Fragment →

Huilen bij de patiënt
Hoogleraar Psychologie Ad Vingerhoets ondervroeg bijna duizend artsen over emoties op de werkvloer. Hij wilde in het bijzonder weten of artsen weleens huilden. De resultaten verschenen in 2019 in Journal of Clinical Psychology in Medical Settings. Meer dan de helft van de vrouwen en een kwart van de mannen had het jaar ervoor minstens één keer op de werkvloer gehuild. Een kwart van alle deelnemers huilde in het bijzijn van de patiënt. De meningen van de artsen hierover lopen uiteen, ontdekte Vingerhoets. Sommige vinden het ongepast, andere vinden dat artsen hun emoties mogen laten zien zolang de emoties betrekking hebben op de situatie van de patiënt. Maar het merendeel geeft de voorkeur aan een andere empathische reactie.

Rijen uit de dataset:
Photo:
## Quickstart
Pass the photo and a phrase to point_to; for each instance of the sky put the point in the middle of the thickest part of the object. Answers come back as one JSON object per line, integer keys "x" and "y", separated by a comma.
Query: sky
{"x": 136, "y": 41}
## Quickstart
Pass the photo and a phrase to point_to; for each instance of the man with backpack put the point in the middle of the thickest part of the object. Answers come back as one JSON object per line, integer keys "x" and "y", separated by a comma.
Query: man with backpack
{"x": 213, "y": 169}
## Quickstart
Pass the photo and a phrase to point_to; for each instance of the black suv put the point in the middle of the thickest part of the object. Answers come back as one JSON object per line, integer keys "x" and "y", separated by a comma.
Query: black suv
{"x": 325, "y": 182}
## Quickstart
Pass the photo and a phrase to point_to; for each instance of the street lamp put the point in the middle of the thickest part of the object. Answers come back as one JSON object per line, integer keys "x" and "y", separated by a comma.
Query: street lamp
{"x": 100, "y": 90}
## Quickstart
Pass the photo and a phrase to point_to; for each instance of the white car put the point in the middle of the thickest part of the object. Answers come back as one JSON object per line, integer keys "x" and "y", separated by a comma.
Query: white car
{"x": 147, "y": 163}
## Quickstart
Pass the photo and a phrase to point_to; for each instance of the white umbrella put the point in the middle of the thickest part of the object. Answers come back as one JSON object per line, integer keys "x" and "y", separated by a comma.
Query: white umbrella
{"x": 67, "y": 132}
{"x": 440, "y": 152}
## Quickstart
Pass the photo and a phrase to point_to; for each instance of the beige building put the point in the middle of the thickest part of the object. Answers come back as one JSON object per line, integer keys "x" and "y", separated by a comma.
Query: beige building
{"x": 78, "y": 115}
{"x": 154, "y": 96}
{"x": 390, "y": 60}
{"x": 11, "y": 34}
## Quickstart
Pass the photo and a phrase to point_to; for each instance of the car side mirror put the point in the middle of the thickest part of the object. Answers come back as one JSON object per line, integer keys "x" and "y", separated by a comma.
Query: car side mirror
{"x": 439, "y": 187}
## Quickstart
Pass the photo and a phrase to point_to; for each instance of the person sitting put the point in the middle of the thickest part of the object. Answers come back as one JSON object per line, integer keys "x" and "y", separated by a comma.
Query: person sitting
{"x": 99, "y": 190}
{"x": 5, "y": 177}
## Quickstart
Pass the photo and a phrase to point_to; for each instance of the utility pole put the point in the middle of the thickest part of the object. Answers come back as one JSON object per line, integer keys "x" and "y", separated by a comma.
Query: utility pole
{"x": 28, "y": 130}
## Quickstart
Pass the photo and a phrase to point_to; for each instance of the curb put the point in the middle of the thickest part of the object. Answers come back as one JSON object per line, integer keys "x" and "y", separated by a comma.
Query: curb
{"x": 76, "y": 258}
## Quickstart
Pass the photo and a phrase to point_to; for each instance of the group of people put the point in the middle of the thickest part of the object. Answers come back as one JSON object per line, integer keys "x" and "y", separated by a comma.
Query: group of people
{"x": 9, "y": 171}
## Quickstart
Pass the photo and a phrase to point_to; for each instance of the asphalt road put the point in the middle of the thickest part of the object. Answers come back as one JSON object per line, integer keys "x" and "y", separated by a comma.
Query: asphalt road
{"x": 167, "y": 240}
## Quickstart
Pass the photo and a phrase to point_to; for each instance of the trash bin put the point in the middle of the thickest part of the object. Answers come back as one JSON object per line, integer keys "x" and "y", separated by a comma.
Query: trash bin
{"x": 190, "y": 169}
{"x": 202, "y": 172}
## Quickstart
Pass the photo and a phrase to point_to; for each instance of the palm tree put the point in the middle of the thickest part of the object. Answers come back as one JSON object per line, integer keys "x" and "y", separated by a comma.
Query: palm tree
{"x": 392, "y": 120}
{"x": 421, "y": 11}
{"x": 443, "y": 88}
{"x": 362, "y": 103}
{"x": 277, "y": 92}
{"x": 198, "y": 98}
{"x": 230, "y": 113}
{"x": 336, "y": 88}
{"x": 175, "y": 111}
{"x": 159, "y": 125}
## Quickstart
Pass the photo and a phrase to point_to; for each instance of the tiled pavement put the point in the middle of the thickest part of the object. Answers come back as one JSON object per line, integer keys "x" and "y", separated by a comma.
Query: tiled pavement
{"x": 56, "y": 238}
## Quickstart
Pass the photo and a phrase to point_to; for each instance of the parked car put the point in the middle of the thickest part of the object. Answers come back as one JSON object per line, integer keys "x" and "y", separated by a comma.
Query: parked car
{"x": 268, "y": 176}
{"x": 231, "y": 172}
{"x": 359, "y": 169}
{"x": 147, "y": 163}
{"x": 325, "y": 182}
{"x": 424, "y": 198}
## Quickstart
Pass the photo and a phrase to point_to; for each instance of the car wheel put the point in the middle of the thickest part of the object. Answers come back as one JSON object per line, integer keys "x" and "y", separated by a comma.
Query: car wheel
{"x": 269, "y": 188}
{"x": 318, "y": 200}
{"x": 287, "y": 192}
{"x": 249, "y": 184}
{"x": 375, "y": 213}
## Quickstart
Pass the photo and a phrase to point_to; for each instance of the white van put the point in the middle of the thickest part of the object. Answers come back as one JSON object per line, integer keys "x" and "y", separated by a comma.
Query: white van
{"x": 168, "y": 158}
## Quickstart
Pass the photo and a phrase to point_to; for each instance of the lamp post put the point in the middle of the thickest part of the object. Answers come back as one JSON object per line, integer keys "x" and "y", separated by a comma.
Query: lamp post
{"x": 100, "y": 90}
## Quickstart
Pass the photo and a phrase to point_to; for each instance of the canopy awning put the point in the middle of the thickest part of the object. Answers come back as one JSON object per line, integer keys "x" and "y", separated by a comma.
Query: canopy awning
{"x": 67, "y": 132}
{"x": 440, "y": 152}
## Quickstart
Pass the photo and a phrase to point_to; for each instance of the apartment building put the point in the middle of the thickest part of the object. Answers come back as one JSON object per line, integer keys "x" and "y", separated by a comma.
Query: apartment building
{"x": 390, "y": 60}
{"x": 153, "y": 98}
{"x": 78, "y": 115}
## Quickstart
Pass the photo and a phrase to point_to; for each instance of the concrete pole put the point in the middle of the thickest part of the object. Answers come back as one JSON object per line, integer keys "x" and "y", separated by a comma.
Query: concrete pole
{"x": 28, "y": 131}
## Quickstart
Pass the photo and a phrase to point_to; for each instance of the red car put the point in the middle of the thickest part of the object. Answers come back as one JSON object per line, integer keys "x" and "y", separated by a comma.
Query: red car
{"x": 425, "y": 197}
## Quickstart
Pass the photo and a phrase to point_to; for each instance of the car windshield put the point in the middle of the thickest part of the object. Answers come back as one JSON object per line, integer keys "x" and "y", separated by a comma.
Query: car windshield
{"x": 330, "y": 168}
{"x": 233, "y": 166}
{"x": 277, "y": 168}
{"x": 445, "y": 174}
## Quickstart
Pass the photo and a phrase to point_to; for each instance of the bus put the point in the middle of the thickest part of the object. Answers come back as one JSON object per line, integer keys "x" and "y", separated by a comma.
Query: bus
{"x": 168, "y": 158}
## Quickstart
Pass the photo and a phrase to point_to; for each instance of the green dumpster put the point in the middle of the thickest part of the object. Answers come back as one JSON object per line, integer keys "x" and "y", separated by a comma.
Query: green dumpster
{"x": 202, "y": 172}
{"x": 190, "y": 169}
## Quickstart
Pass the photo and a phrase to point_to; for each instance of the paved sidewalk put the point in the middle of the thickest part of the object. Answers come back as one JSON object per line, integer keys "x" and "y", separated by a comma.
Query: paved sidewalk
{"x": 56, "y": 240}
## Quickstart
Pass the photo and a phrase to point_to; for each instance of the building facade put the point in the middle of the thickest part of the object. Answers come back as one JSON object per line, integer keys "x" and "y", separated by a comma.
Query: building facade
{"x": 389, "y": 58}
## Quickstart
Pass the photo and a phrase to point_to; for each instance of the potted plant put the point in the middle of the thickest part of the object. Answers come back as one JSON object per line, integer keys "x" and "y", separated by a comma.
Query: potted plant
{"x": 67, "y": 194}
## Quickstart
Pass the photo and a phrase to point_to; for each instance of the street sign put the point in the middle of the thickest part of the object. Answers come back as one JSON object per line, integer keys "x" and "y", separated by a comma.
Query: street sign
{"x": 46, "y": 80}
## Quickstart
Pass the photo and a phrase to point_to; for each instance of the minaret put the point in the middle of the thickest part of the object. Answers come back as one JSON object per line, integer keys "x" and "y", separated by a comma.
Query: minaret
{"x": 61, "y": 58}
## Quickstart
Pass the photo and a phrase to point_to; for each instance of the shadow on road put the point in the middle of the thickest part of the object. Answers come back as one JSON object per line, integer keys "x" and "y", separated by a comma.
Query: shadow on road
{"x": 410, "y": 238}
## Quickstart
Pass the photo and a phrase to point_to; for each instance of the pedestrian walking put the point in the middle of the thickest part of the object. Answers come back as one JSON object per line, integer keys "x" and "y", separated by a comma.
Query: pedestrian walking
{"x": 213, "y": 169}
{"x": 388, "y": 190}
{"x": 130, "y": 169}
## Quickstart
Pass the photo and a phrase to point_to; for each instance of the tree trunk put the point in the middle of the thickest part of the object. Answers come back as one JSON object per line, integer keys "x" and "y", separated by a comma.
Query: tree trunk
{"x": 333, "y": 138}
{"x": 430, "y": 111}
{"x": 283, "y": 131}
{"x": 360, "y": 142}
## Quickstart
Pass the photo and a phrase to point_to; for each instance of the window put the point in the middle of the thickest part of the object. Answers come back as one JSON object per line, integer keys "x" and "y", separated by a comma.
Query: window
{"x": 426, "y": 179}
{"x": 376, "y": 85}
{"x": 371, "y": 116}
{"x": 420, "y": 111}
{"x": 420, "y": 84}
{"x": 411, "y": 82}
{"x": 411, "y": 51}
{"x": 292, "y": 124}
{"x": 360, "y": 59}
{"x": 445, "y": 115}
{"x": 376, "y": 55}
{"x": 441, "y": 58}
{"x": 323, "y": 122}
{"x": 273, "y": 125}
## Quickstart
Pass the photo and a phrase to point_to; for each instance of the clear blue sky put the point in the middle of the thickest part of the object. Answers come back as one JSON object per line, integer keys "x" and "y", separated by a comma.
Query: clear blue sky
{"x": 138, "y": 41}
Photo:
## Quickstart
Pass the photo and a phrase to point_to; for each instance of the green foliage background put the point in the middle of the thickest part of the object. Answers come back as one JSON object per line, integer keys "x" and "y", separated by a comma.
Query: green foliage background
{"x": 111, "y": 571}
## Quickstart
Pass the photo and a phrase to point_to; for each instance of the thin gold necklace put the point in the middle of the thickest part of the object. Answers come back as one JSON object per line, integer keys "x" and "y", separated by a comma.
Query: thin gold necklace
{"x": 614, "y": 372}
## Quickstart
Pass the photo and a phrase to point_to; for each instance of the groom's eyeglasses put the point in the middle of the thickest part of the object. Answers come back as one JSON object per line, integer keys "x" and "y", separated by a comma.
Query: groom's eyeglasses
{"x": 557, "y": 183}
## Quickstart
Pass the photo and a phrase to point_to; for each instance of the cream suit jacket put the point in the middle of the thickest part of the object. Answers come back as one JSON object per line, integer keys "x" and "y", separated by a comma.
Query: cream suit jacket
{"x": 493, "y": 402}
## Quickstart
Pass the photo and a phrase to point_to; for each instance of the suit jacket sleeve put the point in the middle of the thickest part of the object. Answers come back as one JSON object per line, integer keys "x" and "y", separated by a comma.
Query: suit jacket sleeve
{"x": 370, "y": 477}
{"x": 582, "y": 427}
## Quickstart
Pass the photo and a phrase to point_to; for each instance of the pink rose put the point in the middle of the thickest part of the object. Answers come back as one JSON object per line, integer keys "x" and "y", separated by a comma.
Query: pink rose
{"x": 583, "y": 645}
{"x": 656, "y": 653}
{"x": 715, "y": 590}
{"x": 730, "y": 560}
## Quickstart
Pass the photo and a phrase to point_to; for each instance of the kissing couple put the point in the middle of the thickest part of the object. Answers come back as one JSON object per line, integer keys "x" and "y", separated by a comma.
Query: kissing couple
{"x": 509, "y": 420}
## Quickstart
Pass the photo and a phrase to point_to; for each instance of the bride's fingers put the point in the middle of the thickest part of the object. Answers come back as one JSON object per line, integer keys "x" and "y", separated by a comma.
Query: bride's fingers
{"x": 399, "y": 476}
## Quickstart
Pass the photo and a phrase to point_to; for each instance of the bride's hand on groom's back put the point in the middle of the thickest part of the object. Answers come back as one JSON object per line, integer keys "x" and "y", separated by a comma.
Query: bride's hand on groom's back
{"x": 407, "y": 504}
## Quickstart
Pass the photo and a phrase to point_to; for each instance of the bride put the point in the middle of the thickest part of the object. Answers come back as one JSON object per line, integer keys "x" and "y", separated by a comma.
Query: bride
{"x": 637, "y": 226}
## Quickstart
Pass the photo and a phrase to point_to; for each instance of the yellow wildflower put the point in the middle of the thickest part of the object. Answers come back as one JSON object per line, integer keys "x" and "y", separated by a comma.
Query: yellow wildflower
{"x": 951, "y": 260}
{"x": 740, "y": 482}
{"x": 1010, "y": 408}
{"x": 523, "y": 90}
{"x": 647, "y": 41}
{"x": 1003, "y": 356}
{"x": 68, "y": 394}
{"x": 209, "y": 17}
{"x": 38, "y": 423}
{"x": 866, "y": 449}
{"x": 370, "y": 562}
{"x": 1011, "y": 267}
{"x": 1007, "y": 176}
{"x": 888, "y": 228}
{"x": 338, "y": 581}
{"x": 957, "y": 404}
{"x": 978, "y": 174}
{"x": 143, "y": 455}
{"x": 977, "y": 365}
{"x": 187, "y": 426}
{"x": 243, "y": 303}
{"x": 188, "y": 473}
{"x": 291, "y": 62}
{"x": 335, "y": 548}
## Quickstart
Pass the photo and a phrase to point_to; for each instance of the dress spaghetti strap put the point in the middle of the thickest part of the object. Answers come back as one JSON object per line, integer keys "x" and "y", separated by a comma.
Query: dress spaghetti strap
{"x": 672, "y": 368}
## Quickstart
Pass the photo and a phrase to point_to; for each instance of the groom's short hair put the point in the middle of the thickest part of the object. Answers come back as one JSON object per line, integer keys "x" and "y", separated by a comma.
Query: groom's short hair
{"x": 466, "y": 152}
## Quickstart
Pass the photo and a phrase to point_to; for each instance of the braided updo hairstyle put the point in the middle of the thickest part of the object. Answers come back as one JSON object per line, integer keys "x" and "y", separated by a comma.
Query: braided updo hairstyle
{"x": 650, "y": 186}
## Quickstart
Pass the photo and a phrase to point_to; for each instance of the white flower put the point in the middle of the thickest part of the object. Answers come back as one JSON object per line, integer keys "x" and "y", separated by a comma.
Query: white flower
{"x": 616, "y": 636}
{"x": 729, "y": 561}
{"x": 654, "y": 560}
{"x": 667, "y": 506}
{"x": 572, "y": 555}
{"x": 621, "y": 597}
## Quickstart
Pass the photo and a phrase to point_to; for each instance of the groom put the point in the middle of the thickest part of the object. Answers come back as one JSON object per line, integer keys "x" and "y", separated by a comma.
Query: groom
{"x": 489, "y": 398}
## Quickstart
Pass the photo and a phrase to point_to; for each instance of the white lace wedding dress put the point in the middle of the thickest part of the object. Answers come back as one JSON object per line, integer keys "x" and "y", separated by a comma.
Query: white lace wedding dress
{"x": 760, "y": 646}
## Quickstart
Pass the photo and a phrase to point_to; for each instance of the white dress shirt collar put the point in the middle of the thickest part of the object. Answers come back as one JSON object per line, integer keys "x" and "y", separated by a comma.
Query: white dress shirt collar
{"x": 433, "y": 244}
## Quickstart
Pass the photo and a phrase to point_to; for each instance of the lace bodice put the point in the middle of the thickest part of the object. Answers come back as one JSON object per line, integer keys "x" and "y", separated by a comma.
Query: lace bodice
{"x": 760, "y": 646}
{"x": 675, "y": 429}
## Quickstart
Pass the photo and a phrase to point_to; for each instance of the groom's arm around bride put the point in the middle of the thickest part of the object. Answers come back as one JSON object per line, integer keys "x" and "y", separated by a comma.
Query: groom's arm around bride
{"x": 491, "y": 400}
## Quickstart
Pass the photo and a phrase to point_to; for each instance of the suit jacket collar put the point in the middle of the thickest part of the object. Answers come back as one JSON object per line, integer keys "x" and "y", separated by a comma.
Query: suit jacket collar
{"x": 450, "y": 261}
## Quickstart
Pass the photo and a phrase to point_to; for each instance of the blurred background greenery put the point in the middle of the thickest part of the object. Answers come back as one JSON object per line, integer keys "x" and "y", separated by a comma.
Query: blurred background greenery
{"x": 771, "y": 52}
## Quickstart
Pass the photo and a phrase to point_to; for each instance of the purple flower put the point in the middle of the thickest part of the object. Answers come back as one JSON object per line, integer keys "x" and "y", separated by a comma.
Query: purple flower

Doel van de opdracht →
Beantwoord de volgende vragen over het fragment over huilende artsen:
(a) Hoeveel artsen ondervroeg Vingerhoets?
(b) In welk tijdschrift en in welk jaar verschenen de resultaten?
(c) Welk deel van alle deelnemers huilde in het bijzijn van de patiënt?
De rijen staan los van het fragment.

Antwoordgedeelte →
(a) Bijna duizend.
(b) In Journal of Clinical Psychology in Medical Settings, in 2019.
(c) Een kwart.